[Activity] An exact copy of every entry below is required, and no picture may appear in it.

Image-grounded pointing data
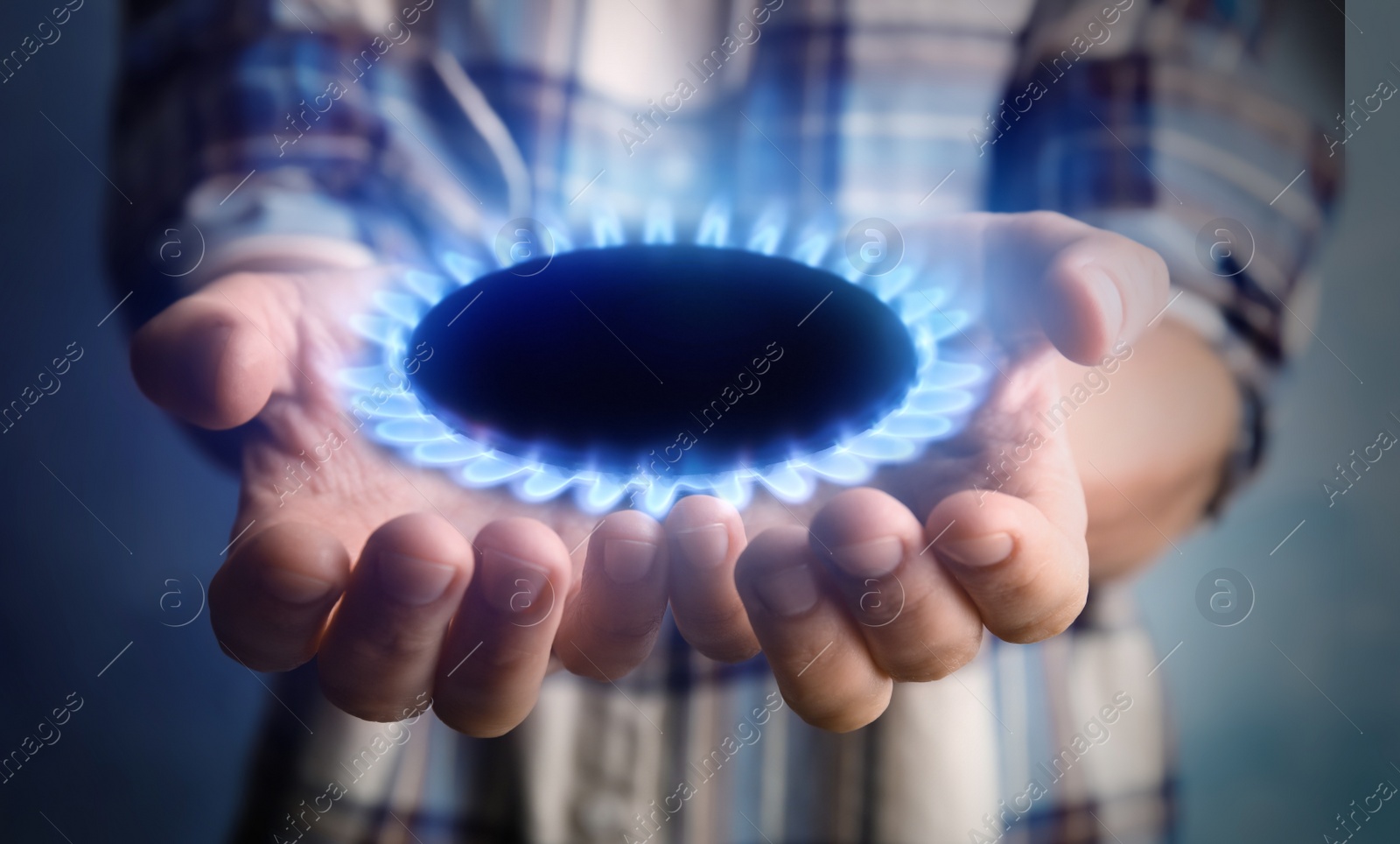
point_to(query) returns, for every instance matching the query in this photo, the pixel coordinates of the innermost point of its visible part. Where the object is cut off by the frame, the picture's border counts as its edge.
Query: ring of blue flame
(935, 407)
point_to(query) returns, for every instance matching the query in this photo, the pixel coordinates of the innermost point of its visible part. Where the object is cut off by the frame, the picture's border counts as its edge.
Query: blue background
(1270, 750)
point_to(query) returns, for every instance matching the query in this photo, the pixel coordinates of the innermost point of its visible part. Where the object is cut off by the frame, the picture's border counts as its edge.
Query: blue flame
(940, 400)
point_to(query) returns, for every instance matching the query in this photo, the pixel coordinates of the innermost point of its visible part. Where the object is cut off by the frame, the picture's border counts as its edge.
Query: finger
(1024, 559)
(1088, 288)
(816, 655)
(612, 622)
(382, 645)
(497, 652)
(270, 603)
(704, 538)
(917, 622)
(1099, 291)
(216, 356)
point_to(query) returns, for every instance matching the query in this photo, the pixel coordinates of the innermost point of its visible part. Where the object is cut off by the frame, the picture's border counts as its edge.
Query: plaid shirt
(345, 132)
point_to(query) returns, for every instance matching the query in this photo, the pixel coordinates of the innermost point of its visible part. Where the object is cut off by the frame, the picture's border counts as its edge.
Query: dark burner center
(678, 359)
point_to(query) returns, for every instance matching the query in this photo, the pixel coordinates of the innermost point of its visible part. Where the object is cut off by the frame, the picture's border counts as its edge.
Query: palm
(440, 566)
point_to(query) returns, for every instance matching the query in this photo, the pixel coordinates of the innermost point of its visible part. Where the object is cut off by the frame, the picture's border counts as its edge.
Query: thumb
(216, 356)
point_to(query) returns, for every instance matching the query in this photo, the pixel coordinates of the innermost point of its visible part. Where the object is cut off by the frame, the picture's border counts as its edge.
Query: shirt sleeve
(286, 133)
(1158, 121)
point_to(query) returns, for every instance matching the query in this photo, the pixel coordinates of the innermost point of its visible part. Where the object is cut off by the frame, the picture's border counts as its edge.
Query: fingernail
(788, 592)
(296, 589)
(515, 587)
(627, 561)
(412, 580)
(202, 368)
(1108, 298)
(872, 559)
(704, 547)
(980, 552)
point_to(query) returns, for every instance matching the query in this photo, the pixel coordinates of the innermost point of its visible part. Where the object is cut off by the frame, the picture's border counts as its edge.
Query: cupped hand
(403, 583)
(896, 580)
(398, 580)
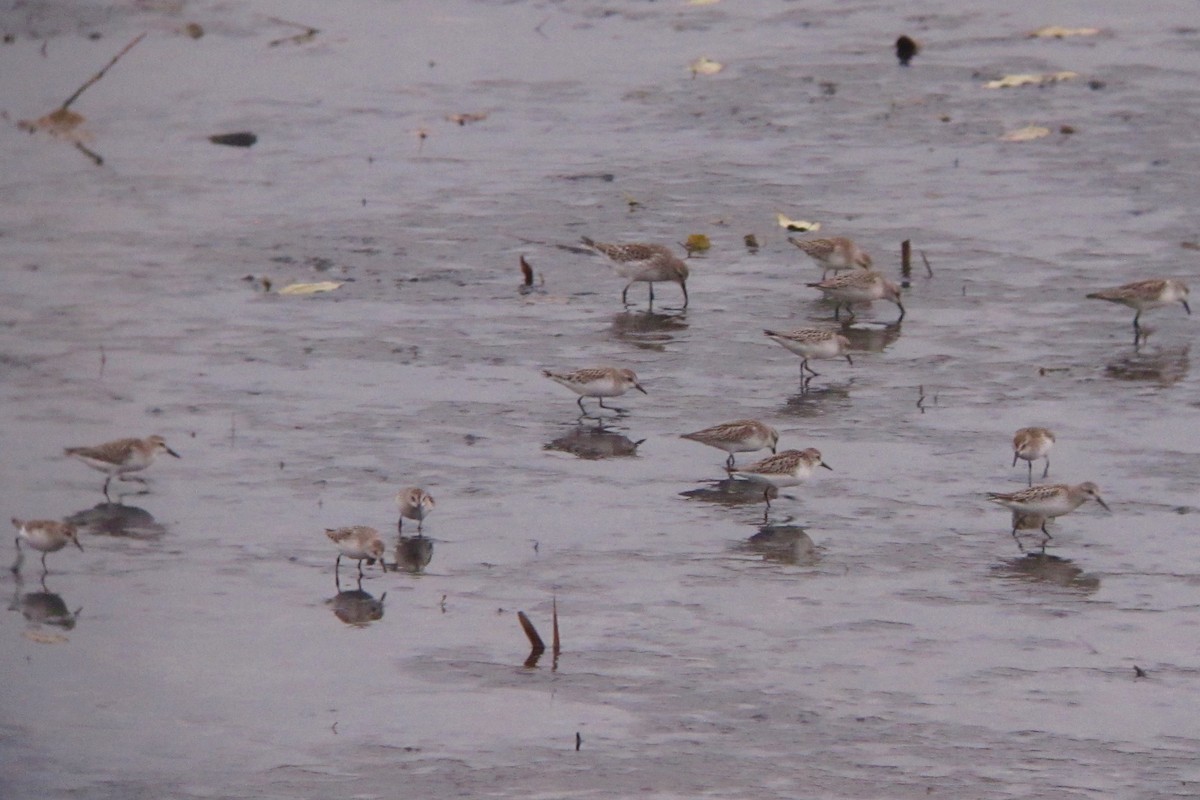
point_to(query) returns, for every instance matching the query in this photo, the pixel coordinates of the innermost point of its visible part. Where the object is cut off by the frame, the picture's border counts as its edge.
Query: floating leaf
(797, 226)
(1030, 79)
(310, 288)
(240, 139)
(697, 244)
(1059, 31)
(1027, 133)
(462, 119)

[Your response]
point_to(query) returns, for every instance matching the query in this photo, the pixel coordinates of the innermost point of its visible part. Where the object is cut off by the frame, the picture's border counts as its edge.
Query: ring of blue flame
(935, 407)
point_to(query) returns, for every instance matching the query in this photo, the pixel coordinates of the innermost point of its visible part. Where the object is cut off by the frame, the picture's border counts as its edge.
Query: blue background
(1270, 750)
point_to(query) returns, for every instance matching the query in this photo, the pixel coordinates of the innermost point of its visible part. Where the object is cut off by the frame, the picture's border counts as its edge.
Query: blue flame
(940, 400)
point_to(query) returns, for every instance matching the query in this photo, the pixel coordinates of the innermost point of its visible part. Where the object is cut off by the frame, the picture's border counts as its edge.
Query: finger
(1024, 559)
(1088, 288)
(816, 655)
(612, 622)
(382, 645)
(497, 652)
(270, 603)
(704, 538)
(917, 622)
(1099, 291)
(216, 356)
point_to(query) returns, for every instance matching the query in this photo, the pixel coordinates of the innermost point of its visible part. Where the object is cut off by the frame, the picture's border counts as its edge.
Query: plaid shirt
(345, 132)
point_to(query) returns, for every instance matching the query in this photo, the pixel coordinates of the innermost point of its visible part. Where the object is cut off by the frame, the picture's border counts as its edge.
Query: dark burner center
(678, 359)
point_to(query) returns, for every instance matching the query in this photo, the pixel coordinates of the innermost point of its visible part. Where the object is cut off by the frame, the picture's border counts as its edge.
Query: palm
(440, 566)
point_to(query) returns, for every instance matching the query in this photo, the pixel coordinates of the innermost point of its visible part. Where the object is cut off by the frame, the picture's border counts as its edge.
Query: thumb
(216, 356)
point_to(query) returns, for every instance matching the query in this photo, the pixel coordinates of the innermost point of its visible part. Where the object is cut off by the frame, the picture's border counts as its edge.
Query: shirt sleeve
(286, 133)
(1158, 121)
point_to(query) returns, for every instance matching the query in this photo, the pixel coordinates of the innermost point of its visible part. Where the object is cut off by the frame, the picture's border counts as its edge.
Query: fingernail
(788, 592)
(296, 589)
(515, 587)
(627, 561)
(412, 580)
(202, 368)
(1108, 298)
(872, 559)
(704, 547)
(980, 552)
point_to(query) returns, for every instance matching the query in this photo, the pixel coordinates of the innermost point of its visible part. Where the object is cut off by the frame, the picture's border counts as its edge.
Query: cupped hand
(403, 583)
(896, 580)
(398, 580)
point_to(query) returns, for every instance matching the query in this photo, the pixel coordinates of the innermost point of its visible part. Where the object is cut off by the frame, the picture's border counts as its edge.
Query: floating leaf
(797, 226)
(1030, 79)
(310, 288)
(240, 139)
(697, 244)
(1059, 31)
(1027, 133)
(462, 119)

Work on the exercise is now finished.